Brief:
Set out exactly, and with nothing added, the line containing "Phrase: rocky headland" and every line after it through the final line of the data.

::: Records supplied

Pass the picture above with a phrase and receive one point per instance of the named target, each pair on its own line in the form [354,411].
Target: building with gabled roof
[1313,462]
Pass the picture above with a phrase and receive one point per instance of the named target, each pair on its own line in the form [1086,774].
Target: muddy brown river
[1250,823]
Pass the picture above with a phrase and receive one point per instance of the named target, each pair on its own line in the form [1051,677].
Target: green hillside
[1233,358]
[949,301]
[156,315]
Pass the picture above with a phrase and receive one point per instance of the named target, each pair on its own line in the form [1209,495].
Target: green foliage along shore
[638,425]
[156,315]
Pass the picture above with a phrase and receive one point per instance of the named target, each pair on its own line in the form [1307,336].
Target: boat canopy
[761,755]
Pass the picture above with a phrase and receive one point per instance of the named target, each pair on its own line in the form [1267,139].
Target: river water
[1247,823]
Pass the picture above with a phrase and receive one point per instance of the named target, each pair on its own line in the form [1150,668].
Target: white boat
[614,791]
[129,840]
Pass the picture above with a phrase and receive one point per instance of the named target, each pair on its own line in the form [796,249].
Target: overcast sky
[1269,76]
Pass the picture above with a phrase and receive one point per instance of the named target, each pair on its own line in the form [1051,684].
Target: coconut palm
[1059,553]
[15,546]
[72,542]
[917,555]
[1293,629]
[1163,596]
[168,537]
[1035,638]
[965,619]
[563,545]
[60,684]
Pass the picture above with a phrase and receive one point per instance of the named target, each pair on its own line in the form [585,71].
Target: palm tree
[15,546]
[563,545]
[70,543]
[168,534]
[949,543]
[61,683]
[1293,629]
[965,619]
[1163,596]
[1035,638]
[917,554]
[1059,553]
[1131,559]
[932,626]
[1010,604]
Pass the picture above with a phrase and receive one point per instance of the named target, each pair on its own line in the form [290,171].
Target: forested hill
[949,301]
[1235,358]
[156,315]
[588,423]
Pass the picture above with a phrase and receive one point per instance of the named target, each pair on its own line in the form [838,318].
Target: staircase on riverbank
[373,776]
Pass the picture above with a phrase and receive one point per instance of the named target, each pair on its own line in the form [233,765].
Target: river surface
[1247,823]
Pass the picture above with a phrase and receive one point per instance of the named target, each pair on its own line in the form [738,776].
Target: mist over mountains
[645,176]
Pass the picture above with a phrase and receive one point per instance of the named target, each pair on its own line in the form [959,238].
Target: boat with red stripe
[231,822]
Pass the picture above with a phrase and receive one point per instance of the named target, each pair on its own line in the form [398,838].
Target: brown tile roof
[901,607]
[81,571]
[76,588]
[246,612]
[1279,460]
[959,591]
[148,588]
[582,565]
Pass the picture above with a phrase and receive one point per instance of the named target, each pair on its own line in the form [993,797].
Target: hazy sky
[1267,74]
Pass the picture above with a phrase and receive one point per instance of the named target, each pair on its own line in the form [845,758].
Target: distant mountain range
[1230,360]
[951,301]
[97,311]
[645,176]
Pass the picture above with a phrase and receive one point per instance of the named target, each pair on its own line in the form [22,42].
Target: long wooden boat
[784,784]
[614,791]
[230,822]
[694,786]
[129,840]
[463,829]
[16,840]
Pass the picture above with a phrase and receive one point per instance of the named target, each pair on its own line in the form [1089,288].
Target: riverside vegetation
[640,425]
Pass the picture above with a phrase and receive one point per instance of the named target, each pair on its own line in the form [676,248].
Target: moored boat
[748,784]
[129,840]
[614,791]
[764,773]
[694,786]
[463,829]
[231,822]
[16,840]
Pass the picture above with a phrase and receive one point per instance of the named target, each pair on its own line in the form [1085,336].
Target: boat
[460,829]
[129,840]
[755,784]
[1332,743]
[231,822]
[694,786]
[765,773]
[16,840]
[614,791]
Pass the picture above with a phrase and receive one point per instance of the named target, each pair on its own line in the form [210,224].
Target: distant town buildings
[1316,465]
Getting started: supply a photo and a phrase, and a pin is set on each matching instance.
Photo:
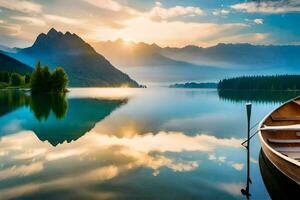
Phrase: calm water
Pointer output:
(130, 144)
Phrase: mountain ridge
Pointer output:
(9, 64)
(228, 55)
(84, 66)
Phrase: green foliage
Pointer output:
(59, 80)
(277, 82)
(5, 77)
(27, 78)
(43, 81)
(16, 79)
(36, 81)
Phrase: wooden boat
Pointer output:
(278, 185)
(279, 134)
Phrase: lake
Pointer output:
(131, 144)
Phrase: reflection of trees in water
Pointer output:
(40, 105)
(258, 96)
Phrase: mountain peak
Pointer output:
(52, 32)
(57, 41)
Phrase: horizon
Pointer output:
(136, 43)
(165, 23)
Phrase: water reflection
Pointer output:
(56, 120)
(180, 144)
(257, 96)
(98, 163)
(278, 185)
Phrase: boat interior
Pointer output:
(281, 130)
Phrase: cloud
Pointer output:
(186, 32)
(253, 38)
(105, 4)
(30, 20)
(159, 13)
(270, 7)
(220, 12)
(64, 20)
(258, 21)
(22, 170)
(238, 166)
(21, 6)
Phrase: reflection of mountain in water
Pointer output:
(81, 117)
(57, 119)
(257, 96)
(277, 184)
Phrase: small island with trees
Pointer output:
(270, 83)
(41, 80)
(13, 80)
(194, 85)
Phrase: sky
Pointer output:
(174, 23)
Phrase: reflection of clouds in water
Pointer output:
(22, 170)
(232, 188)
(238, 166)
(103, 93)
(13, 126)
(222, 159)
(118, 155)
(253, 160)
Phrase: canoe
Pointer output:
(279, 134)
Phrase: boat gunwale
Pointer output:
(286, 158)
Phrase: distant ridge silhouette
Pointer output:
(84, 66)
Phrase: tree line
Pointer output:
(273, 82)
(13, 79)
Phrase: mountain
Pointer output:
(232, 56)
(10, 64)
(84, 66)
(242, 56)
(130, 54)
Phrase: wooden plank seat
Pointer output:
(284, 141)
(285, 118)
(294, 127)
(287, 149)
(294, 155)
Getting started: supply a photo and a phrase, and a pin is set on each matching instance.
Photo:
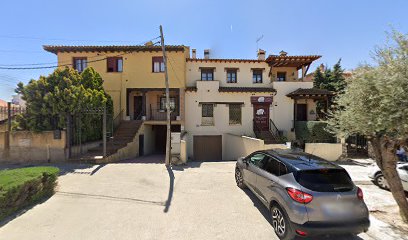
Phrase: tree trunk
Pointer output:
(389, 169)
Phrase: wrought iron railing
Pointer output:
(161, 115)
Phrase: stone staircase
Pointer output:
(123, 136)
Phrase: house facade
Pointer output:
(251, 97)
(134, 77)
(210, 98)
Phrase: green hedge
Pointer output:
(25, 186)
(313, 132)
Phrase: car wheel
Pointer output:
(381, 181)
(239, 178)
(281, 224)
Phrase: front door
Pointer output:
(301, 112)
(261, 117)
(137, 107)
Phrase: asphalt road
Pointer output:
(145, 200)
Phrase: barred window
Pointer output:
(235, 114)
(207, 114)
(231, 76)
(257, 76)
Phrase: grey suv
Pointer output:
(306, 195)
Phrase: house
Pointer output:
(261, 97)
(134, 77)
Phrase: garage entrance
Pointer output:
(207, 148)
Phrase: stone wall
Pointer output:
(26, 146)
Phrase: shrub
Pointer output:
(25, 186)
(313, 132)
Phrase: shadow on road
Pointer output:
(266, 214)
(171, 189)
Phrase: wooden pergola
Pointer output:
(309, 93)
(300, 62)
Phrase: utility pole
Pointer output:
(168, 134)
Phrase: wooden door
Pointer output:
(261, 117)
(137, 107)
(207, 148)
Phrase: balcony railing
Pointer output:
(160, 115)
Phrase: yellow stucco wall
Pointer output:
(137, 71)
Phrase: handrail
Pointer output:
(273, 129)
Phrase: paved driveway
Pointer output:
(145, 200)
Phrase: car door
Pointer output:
(403, 172)
(268, 178)
(252, 169)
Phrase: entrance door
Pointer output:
(261, 116)
(301, 112)
(137, 107)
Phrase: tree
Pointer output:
(375, 104)
(332, 80)
(50, 99)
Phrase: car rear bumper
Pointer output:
(328, 228)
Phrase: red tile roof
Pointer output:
(223, 60)
(113, 48)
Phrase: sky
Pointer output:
(346, 29)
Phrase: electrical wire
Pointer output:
(61, 64)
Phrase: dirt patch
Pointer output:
(391, 215)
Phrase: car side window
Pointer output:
(258, 159)
(275, 167)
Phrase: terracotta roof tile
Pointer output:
(113, 48)
(310, 91)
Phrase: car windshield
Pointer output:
(325, 180)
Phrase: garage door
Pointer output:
(207, 148)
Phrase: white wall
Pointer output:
(328, 151)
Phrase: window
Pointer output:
(257, 76)
(207, 74)
(325, 180)
(275, 167)
(163, 103)
(231, 76)
(235, 114)
(207, 114)
(114, 64)
(157, 64)
(281, 76)
(80, 63)
(258, 159)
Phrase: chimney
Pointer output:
(261, 54)
(207, 54)
(322, 67)
(194, 53)
(283, 53)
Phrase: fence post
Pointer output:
(104, 130)
(68, 134)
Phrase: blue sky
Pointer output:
(346, 29)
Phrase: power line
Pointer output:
(16, 66)
(59, 39)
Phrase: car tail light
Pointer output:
(360, 194)
(299, 196)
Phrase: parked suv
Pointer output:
(306, 195)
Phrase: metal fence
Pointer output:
(10, 111)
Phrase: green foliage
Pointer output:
(332, 80)
(50, 99)
(375, 101)
(313, 132)
(25, 186)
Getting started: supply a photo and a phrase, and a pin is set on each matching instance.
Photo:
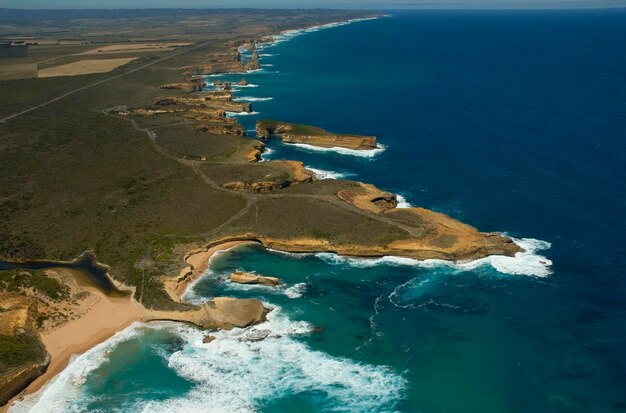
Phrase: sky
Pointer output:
(349, 4)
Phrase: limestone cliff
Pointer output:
(287, 173)
(22, 355)
(309, 135)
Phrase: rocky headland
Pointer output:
(277, 204)
(250, 278)
(310, 135)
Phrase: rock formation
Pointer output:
(309, 135)
(24, 357)
(254, 63)
(250, 278)
(369, 198)
(288, 173)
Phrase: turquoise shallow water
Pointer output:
(510, 121)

::::::

Your solution:
Phrase: rocky headland
Pointer output:
(277, 204)
(250, 278)
(310, 135)
Phrase: rock formation
Pointer output:
(309, 135)
(24, 357)
(254, 63)
(250, 278)
(369, 198)
(288, 173)
Phrase: turquoise shallow water
Pointer output:
(510, 121)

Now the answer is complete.